▼

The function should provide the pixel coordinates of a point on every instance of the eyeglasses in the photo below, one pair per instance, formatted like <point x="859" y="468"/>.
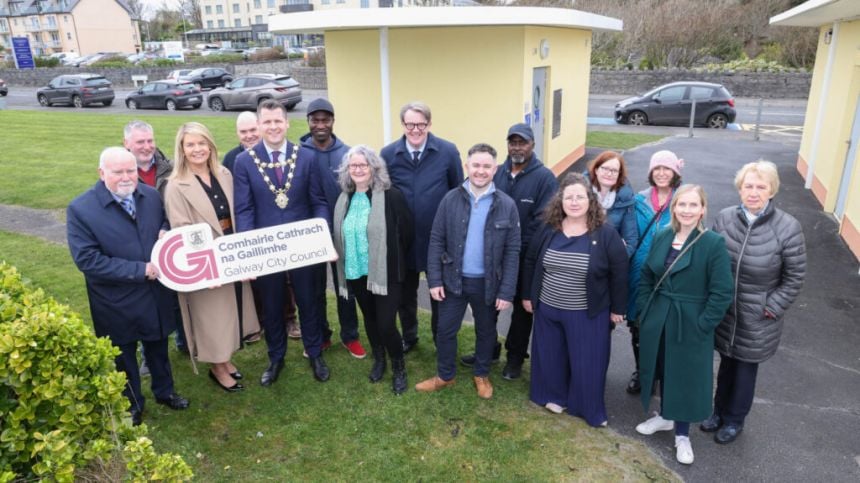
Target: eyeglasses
<point x="610" y="171"/>
<point x="421" y="126"/>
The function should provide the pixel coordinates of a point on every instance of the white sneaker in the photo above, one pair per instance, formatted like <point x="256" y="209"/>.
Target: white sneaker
<point x="554" y="408"/>
<point x="683" y="450"/>
<point x="657" y="423"/>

▲

Output the records exactly, and let none of their pictures appear in the copy.

• SOLUTION FOR THIS TASK:
The function should provide the pixel coordinates of a point on every instance of the eyeglasses in the photo below, one pair per instance, formatted like <point x="859" y="468"/>.
Target: eyeglasses
<point x="610" y="171"/>
<point x="421" y="126"/>
The function should provide the pixel coordinates of a point on every instance of the white sneaker in the photo above, one pair per instance, formatted like <point x="256" y="209"/>.
Target: white sneaker
<point x="554" y="408"/>
<point x="683" y="450"/>
<point x="657" y="423"/>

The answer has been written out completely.